### REQUIRED WORK
Rewrite the listing below with each "single pixel" changed to "single point" and nothing else altered. Leave the pictures out of your answer.

### THE INPUT

┄┄┄┄┄┄┄┄┄┄┄┄┄┄┄┄┄┄┄┄

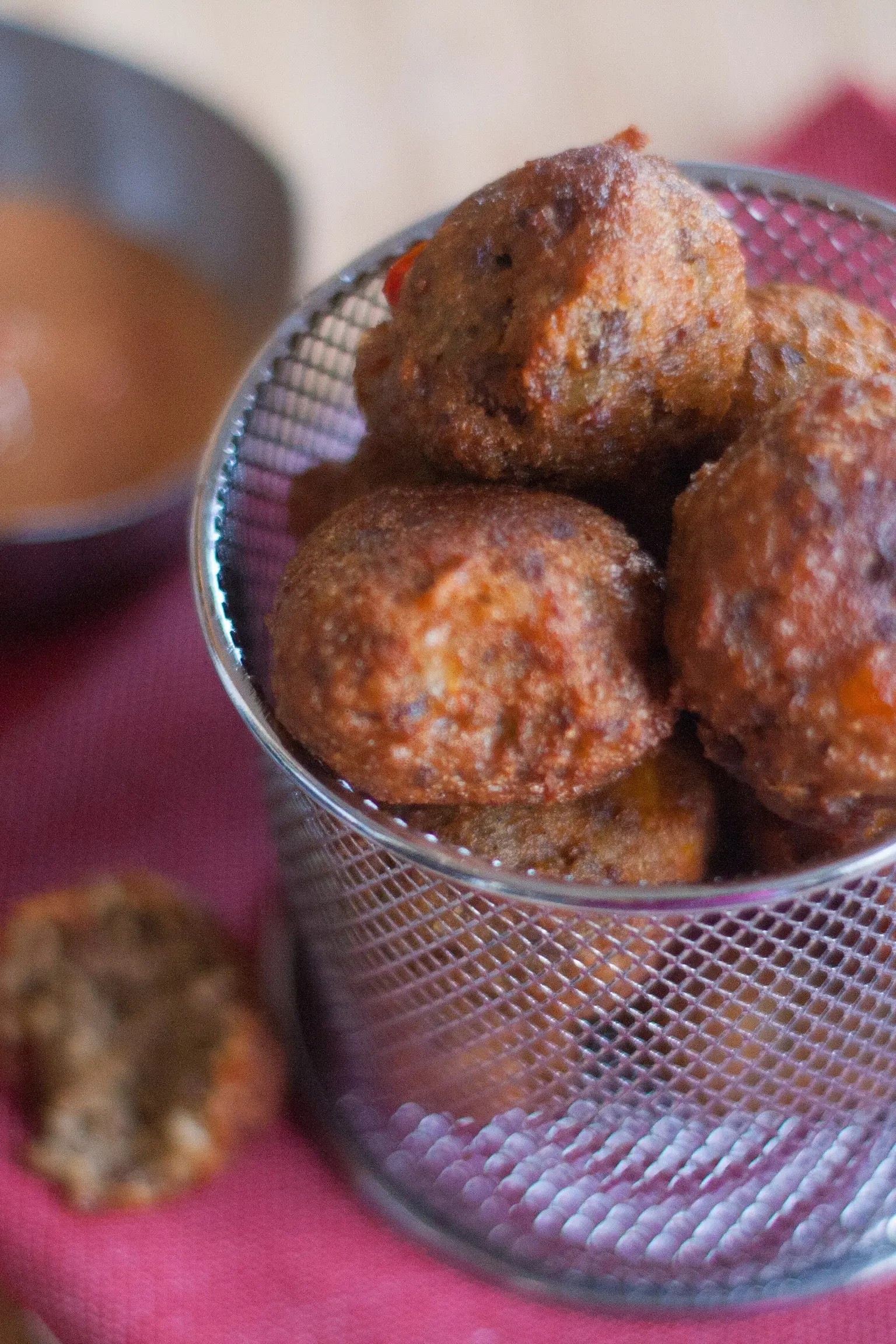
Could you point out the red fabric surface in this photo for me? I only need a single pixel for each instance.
(118, 748)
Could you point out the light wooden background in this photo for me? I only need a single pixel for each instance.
(382, 111)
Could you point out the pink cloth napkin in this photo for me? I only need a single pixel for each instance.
(118, 748)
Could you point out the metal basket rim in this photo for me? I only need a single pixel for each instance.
(340, 800)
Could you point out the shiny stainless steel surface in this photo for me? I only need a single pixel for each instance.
(89, 131)
(668, 1097)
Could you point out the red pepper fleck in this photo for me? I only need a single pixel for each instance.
(397, 273)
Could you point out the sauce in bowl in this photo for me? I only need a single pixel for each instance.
(114, 362)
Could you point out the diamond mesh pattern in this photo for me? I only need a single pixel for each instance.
(657, 1107)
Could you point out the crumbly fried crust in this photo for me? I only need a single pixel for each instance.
(127, 1019)
(654, 825)
(804, 335)
(578, 319)
(781, 612)
(472, 644)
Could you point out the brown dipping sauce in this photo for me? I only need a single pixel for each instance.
(114, 362)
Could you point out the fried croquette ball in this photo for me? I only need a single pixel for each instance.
(801, 337)
(781, 612)
(128, 1022)
(654, 825)
(574, 320)
(328, 487)
(774, 846)
(472, 644)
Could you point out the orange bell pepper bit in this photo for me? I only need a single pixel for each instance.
(397, 273)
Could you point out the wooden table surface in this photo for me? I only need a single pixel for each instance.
(383, 111)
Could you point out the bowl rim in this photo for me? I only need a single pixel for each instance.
(363, 814)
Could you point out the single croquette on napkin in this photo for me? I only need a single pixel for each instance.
(128, 1023)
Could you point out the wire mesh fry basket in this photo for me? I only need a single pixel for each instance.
(663, 1097)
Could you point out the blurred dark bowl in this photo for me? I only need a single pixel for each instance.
(132, 151)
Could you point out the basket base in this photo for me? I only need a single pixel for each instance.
(315, 1107)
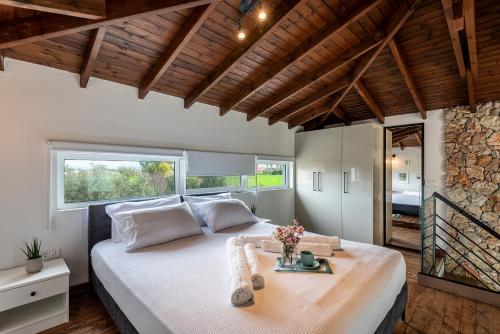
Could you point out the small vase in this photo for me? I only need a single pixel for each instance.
(34, 265)
(288, 255)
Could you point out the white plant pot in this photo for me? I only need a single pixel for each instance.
(34, 265)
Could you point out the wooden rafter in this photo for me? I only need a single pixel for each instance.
(230, 62)
(91, 55)
(182, 37)
(455, 37)
(365, 95)
(88, 9)
(299, 53)
(47, 26)
(318, 96)
(323, 71)
(470, 31)
(407, 76)
(402, 13)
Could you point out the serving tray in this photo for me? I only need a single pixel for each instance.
(324, 267)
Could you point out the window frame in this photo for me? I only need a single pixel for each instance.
(58, 161)
(287, 175)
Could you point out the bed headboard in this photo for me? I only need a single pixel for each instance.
(99, 223)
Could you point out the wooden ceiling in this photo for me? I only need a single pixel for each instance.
(312, 63)
(406, 136)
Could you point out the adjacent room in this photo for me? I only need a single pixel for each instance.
(249, 166)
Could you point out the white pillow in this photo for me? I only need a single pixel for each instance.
(117, 226)
(221, 214)
(147, 227)
(202, 199)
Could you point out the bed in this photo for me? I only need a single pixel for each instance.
(406, 203)
(159, 289)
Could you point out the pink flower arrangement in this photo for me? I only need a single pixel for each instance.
(289, 235)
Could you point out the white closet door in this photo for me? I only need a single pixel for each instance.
(357, 183)
(318, 176)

┄┄┄┄┄┄┄┄┄┄┄┄┄┄┄┄┄┄┄┄

### THE SOLUTION
Could you point out the red fabric surface in this photo for me? I only need a single point for each instance.
(118, 748)
Could you point out the light wooden background in this photo for me? I only need a single point for each instance.
(382, 111)
Could you point out the pink cloth napkin in this photo for me? I only need a single point for each instance.
(118, 748)
Could you point out the metal basket rim in this photo for me? I only need a single point for each instance.
(340, 800)
Could you point out the shiny stainless steel surface in this photo for me? I only need a single point for each instance.
(89, 131)
(668, 1097)
Could you point out the red pepper fleck in this photo for me? I only need a single point for each instance.
(397, 273)
Could you point out the sauce in bowl in this photo for me? I only need a single point for each instance.
(114, 362)
Could you point out the diamond mesh pattern in this photo for me? I only need a single point for each instance.
(657, 1107)
Could you point out the crumbly fried crust in this photo for me? I only need a single point for each instance.
(127, 1019)
(654, 825)
(804, 335)
(578, 319)
(781, 612)
(472, 644)
Could you point out the brown dipping sauce in this photo for me? I only need a single point for each instance.
(114, 362)
Could you point out the fried croquette ball in this photo for me? I only need a single point for each instance.
(801, 337)
(781, 612)
(128, 1022)
(654, 825)
(574, 320)
(328, 487)
(774, 846)
(472, 644)
Could you point out the orange bell pepper bit in this photo for me? I only need a single point for each instance.
(397, 273)
Could you point out the wooden table surface in this photo for me? I only need a single point for each instance.
(383, 111)
Could you point out the bowl rim in this photo for me? I only need a single point for each instance.
(363, 814)
Could you point out the single croquette on napkin in this photo for me? I only need a single point for each instance.
(128, 1023)
Could you point out the wire mesh fry basket in this photo for me? I only need a single point for each instance.
(663, 1097)
Could you point out the blurred dark bowl in this photo for me? I only need a single point for each instance.
(132, 151)
Could you point out the basket base in this photo for me? I only need a single point for each instance.
(315, 1107)
Could you point out the small vase in this photo for me? I only need a single point for each instance.
(34, 265)
(288, 255)
Could you point out the white plant pot in this photo for me? I only need a single point for each instance.
(34, 265)
Could you point out the wooden rafter in this photo for me? I only need a single point for each instance.
(230, 62)
(91, 55)
(182, 37)
(455, 37)
(365, 95)
(88, 9)
(299, 53)
(47, 26)
(318, 96)
(323, 71)
(470, 31)
(407, 76)
(402, 13)
Could you point out the serving tray in this photo for me? I only need a single point for each instance.
(324, 267)
Could you point out the window frame in this photo for me? I only need a single point for each instance.
(58, 161)
(287, 175)
Could you point out the bed headboard in this photo for me? I only need a single point for each instance.
(99, 223)
Could you point out the wooden ceiling in this photo for me? I only need a single point for each instance.
(312, 63)
(406, 136)
Could you point out the adjacent room in this photo for me? I only need a single point for each instance.
(249, 166)
Could you point out the white pillow in this photo for me? I only need a single point for each instance.
(117, 226)
(221, 214)
(147, 227)
(202, 199)
Could you point out the bed in this photo for me? I only need a single point for each instance.
(406, 203)
(159, 289)
Could you point out the pink flower arrangement in this photo for me? I only need a single point for each instance.
(289, 235)
Could you point out the white closet door in this photo for me? I only need a single point for each instance.
(357, 183)
(318, 176)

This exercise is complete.